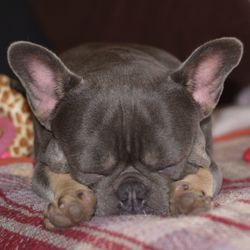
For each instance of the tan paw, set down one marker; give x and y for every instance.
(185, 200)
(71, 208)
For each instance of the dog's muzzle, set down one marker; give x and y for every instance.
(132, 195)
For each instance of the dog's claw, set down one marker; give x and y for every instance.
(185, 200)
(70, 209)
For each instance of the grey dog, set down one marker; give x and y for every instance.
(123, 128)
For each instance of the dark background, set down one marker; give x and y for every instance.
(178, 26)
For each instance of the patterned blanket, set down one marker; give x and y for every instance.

_ _ _ _ _

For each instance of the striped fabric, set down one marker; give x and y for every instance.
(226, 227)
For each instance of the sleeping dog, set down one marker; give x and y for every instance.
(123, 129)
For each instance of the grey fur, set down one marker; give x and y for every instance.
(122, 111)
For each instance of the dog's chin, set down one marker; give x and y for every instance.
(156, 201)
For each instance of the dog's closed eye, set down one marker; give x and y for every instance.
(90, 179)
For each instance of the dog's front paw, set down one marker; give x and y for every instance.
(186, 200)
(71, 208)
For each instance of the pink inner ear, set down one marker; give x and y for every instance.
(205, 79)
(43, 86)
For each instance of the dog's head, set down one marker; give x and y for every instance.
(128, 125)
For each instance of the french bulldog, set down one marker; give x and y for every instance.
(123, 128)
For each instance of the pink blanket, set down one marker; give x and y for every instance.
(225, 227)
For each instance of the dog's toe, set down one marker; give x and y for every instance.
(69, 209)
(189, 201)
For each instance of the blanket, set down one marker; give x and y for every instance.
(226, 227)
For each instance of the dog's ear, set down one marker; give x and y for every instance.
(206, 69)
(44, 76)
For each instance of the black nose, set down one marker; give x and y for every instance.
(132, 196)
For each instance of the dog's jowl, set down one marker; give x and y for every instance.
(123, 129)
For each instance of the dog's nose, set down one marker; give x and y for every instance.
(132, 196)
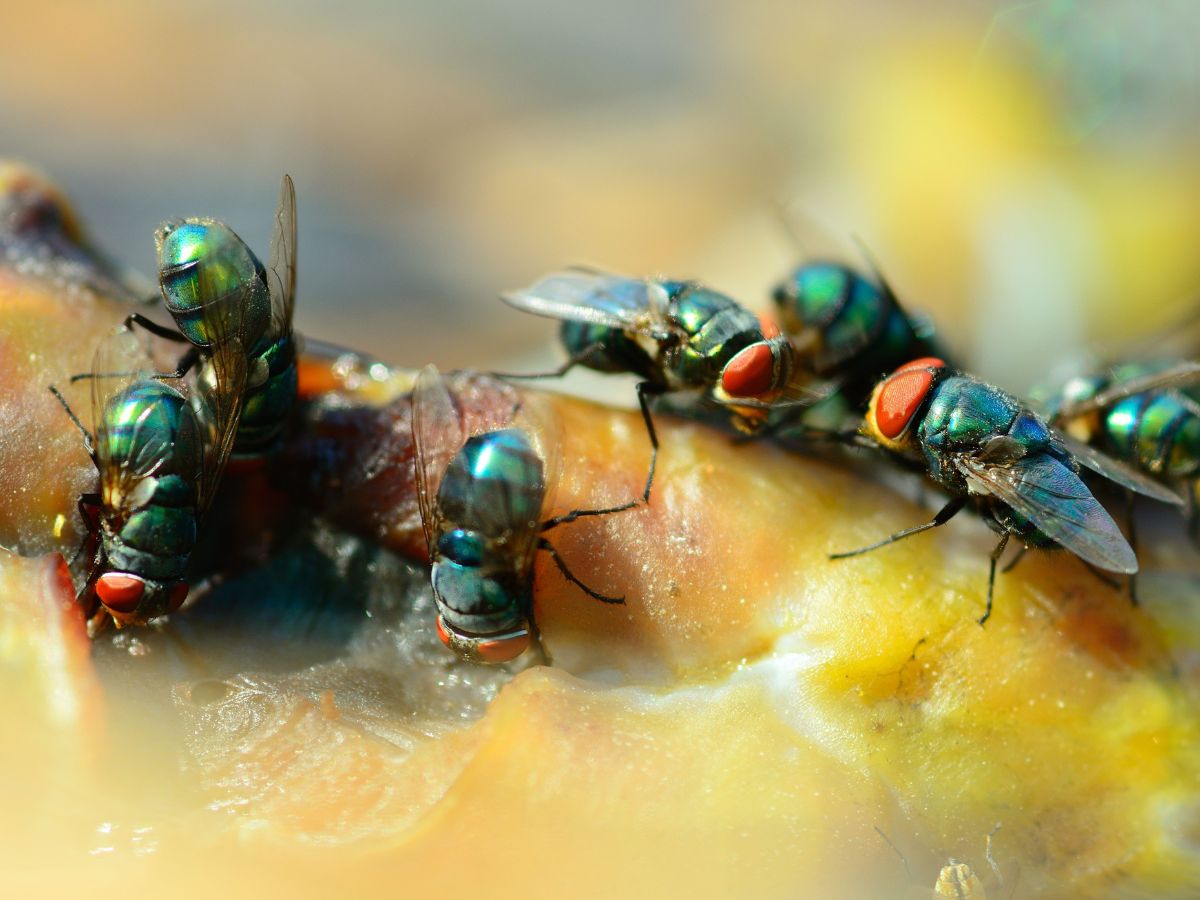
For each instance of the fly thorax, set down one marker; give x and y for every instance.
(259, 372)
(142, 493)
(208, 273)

_ _ _ _ _

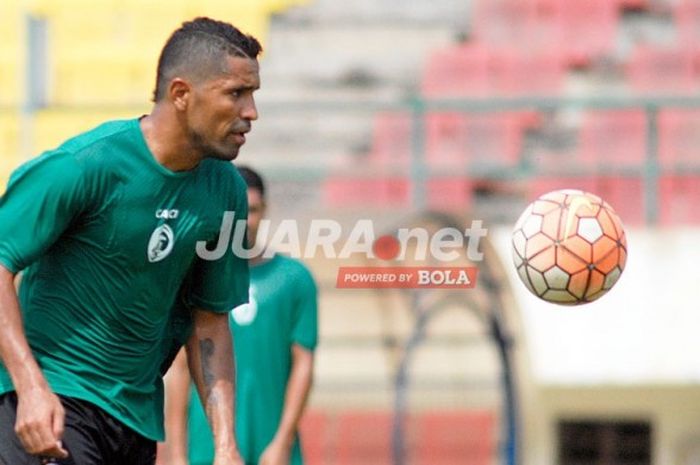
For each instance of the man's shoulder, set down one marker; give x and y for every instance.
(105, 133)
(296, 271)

_ _ _ _ _

▸ CHALLENGE
Recast as a Markdown table with columns No. and Text the lines starting at the one that contains "For each instance of the tan" and ending after the one that contains "For each instance of the patterned". Number them in order, and leave out any blank lines.

▸ RESULT OF THE EXERCISE
| No. | Text |
|---|---|
| 1 | For each instance of the tan paw, set down one marker; give x and y for every instance. |
| 2 | (185, 200) |
| 3 | (71, 208) |
| 4 | For each instance of the dog's muzzle, set down one marker; give x and y for every instance. |
| 5 | (132, 195) |
| 6 | For each instance of the dog's claw, set down one marker; give x and y for every instance. |
| 7 | (185, 200) |
| 8 | (70, 209) |
| 9 | For each instance of the grey dog, set down one marker; give x and y for every instance. |
| 10 | (123, 128) |
| 11 | For each instance of the dark background, set down one marker; give x and y for every instance. |
| 12 | (178, 26) |
| 13 | For each instance of the patterned blanket, set down one marker; give x and y for every instance. |